Estrus Records is an independent record label from Bellingham, Washington that makes surf, garage and trash rock music.

They have released such bands as Mono Men, The Drags, The Mummies, Supercharger, Impala, Man or Astro-man?, the Makers, 5.6.7.8's, Gas Huffer, Mooney Suzuki, Soledad Brothers, DMBQ, The Cherry Valence, Midnight Evils, Federation X, The Trashwomen, Satan's Pilgrims, The Von Zippers, Tricky Woo, Untamed Youth, Immortal Lee County Killers, The Dexateens, Marble Orchard, The Mortals and Southern Culture on the Skids.

For many years Estrus hosted an annual festival, Garage Shock, at The 3B Tavern in Bellingham. Garage Shock featured bands from the labels roster, as well as others from around the world. The last Garage Shock, in 2001, was held at Emo's, in Austin, Texas.

In January 1997, their entire mail-order inventory, private record collection, and some band gear were destroyed in a warehouse fire.

At the start of 2020 work began on a giant book about Estrus Records to be published by Korero Press, titled Estrus: Shovelin’ the Shit Since ’87.

__GIVEN DATA__.
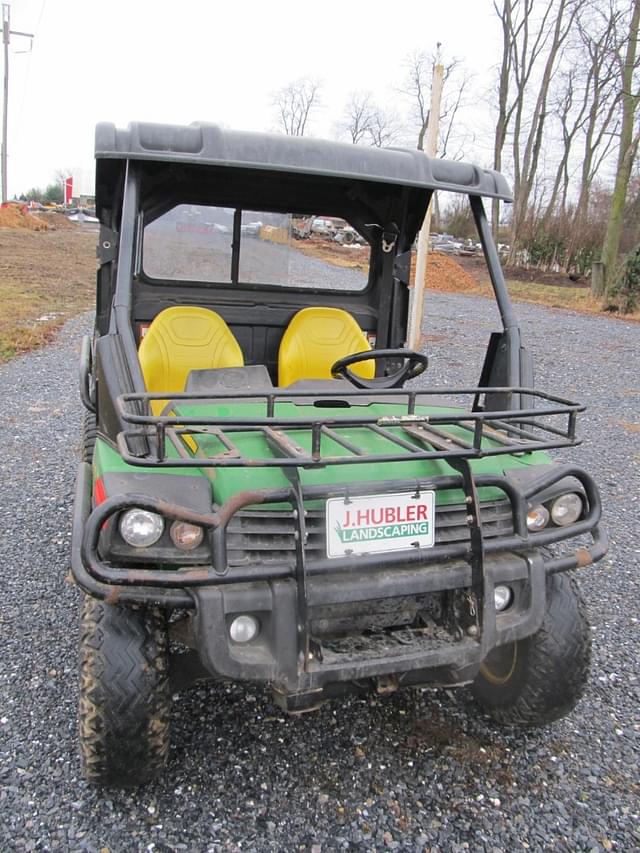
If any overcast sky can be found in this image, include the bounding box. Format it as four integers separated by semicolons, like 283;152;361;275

__OBJECTIVE__.
Extend the passage on Estrus Records, picking up after its final sentence about the planned book.

__WRITTEN REPLY__.
A monthly podcast dedicated to Estrus Records called PodShock started to be broadcast in anticipation of the release of the book in April 2020.  Episode one featured Eric Friedl of The Oblivians and Goner Records along with members of The Fells. Episode two featured Mort of The Mono Men and Dave Holmes of The Fall-Outs.

Suggested listening 
 26 Excellennt Estrus Sizzlers (Estrus Records) (1999) - sampler
 Estrus 100% Apeshit Rock Sampler (Vol. 2) (Estrus Records) (2000)
 Estrus Double Dynomite Sampler Vol. 3 (Estrus Records) (2002)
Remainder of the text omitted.